_Enunciado A_: No texto sobre a Olimpíada do Rio, com quais cidades o Rio de Janeiro concorreu quando foi escolhido sede dos Jogos em 2009?
_Enunciado B_: Por favor, reproduza fielmente o trecho do texto sobre a Olimpíada do Rio que começa em "É pavoroso o crime de omissão de" e termina em "Viva a Olimpíada!".

_Bloco de texto_:
-- -- --

O maior legado da Olimpíada



É pavoroso o crime de omissão de sucessivos governos no cenário natural mais belo do mundo 

Esses apartamentos inacabados na Vila Olímpica não são nada para mim. Nada, diante da grande vergonha, de dimensões planetárias, que é a catástrofe ambiental do Rio de Janeiro. É pavoroso o crime de omissão (e provável desvio de verba) de sucessivos governos estaduais no cenário natural mais belo e majestoso do mundo. Pelo menos o crime está sendo exposto para o mundo. Viva a Olimpíada!

Além de carioca, sou militante desta Cidade Maravilhosa, nasci em Copacabana quando “arrastão” nada mais era que pescadores chegando com suas redes à areia coalhada de conchas e tatuís, peixes brilhando ao sol, águas cristalinas. Quando o Rio de Janeiro foi escolhido sede dos Jogos, em 2009, concorrendo com Madri, Tóquio e Chicago, vibrei. Era o momento de investir com seriedade. A adesão do povo foi impressionante: 85% queriam muito que o Rio fosse escolhido. Ingenuidade? Otimismo? Uma pesquisa da revista Forbes com 10 mil pessoas em 20 países acabava de eleger o Rio como “a cidade mais feliz do mundo”.

-- -- --

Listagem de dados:
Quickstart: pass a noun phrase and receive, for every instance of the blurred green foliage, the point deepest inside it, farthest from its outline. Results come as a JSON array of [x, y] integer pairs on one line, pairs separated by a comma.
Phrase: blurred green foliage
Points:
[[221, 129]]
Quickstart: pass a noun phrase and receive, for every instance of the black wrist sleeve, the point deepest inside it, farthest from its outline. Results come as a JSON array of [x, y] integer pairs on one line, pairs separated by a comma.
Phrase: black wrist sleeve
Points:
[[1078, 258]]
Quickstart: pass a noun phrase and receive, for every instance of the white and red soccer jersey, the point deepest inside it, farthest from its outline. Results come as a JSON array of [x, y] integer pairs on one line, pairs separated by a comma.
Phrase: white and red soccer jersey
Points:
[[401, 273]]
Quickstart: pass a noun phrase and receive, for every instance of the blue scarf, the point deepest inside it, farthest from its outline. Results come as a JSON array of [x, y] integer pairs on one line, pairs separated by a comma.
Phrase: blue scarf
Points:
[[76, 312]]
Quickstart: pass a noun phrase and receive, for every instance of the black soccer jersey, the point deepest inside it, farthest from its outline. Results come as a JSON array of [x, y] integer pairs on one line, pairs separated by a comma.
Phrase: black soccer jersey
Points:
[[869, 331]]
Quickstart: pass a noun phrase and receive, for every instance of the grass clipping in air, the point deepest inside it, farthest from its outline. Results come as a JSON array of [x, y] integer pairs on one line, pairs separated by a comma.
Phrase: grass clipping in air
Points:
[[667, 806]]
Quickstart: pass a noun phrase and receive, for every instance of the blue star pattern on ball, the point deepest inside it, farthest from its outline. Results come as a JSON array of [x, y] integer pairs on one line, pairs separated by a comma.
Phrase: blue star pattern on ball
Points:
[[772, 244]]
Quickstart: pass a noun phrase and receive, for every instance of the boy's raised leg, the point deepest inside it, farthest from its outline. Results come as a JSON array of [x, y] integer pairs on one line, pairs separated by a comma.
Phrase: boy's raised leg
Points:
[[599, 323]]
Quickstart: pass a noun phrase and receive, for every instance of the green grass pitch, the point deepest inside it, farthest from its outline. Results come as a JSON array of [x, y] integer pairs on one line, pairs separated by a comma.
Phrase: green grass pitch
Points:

-- -- --

_Resposta da tarefa A_: Madri, Tóquio e Chicago.

_Resposta da tarefa B_:
É pavoroso o crime de omissão de sucessivos governos no cenário natural mais belo do mundo 

Esses apartamentos inacabados na Vila Olímpica não são nada para mim. Nada, diante da grande vergonha, de dimensões planetárias, que é a catástrofe ambiental do Rio de Janeiro. É pavoroso o crime de omissão (e provável desvio de verba) de sucessivos governos estaduais no cenário natural mais belo e majestoso do mundo. Pelo menos o crime está sendo exposto para o mundo. Viva a Olimpíada!